ENTRIES SUPPLIED:

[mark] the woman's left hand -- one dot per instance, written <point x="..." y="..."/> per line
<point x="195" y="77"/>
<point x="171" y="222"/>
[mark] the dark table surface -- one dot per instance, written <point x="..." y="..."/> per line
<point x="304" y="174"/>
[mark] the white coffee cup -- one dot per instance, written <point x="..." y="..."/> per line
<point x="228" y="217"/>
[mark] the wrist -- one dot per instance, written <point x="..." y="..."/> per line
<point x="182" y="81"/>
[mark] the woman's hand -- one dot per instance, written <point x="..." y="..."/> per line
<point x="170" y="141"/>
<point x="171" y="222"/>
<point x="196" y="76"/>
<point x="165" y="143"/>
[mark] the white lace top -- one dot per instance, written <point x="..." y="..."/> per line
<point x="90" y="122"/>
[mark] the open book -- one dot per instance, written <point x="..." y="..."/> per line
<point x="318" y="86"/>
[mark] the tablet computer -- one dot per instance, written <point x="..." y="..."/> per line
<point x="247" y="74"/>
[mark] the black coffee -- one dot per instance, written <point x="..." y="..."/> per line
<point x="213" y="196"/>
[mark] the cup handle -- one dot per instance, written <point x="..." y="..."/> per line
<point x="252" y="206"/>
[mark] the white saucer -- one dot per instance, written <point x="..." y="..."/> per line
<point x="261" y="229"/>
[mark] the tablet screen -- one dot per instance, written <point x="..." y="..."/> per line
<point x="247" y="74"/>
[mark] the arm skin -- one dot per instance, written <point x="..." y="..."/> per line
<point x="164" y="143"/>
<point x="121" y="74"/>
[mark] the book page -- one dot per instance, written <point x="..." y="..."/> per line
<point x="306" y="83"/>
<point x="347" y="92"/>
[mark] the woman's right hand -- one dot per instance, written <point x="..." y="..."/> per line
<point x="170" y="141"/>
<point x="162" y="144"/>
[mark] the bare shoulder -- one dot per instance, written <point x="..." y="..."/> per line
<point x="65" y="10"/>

TASK PROMPT:
Please output the complete data exactly.

RESULT:
[mark] the woman's left hand -- one dot per instance, written <point x="..." y="..."/> per line
<point x="195" y="77"/>
<point x="171" y="222"/>
[mark] the dark table surface -- one dot per instance, written <point x="..." y="..."/> per line
<point x="304" y="174"/>
[mark] the white coffee cup -- one dot per instance, written <point x="..." y="..."/> per line
<point x="228" y="217"/>
[mark] the wrist -- one dot per instance, written <point x="..." y="..."/> per line
<point x="182" y="81"/>
[mark] the woman's hand -- one dot per instance, written <point x="..." y="..."/> per line
<point x="170" y="141"/>
<point x="171" y="222"/>
<point x="196" y="76"/>
<point x="165" y="143"/>
[mark] the white lace top -- one dot per instance, written <point x="..." y="..."/> per line
<point x="90" y="122"/>
[mark] the open book -- one dot per instance, written <point x="..." y="..."/> per line
<point x="318" y="86"/>
[mark] the tablet computer -- one dot per instance, written <point x="..." y="..."/> per line
<point x="247" y="74"/>
[mark] the black coffee -- one dot per instance, written <point x="..." y="..."/> per line
<point x="213" y="196"/>
[mark] the cup handle -- one dot per instance, written <point x="..." y="..."/> per line
<point x="252" y="206"/>
[mark] the white saucer -- one dot per instance, written <point x="..." y="..."/> per line
<point x="261" y="229"/>
[mark] the tablet screen -- one dot per instance, written <point x="..." y="..."/> per line
<point x="247" y="74"/>
[mark] the arm skin -- one dot per instance, written <point x="..." y="..."/> per line
<point x="164" y="143"/>
<point x="121" y="74"/>
[mark] the book page -- one dot per instance, written <point x="..." y="..."/> per line
<point x="306" y="83"/>
<point x="347" y="92"/>
[mark] the woman's right hand -- one dot per instance, written <point x="..." y="..."/> per line
<point x="170" y="141"/>
<point x="162" y="144"/>
[mark] the bare shoulder -- one dot per instance, written <point x="..." y="..."/> per line
<point x="65" y="10"/>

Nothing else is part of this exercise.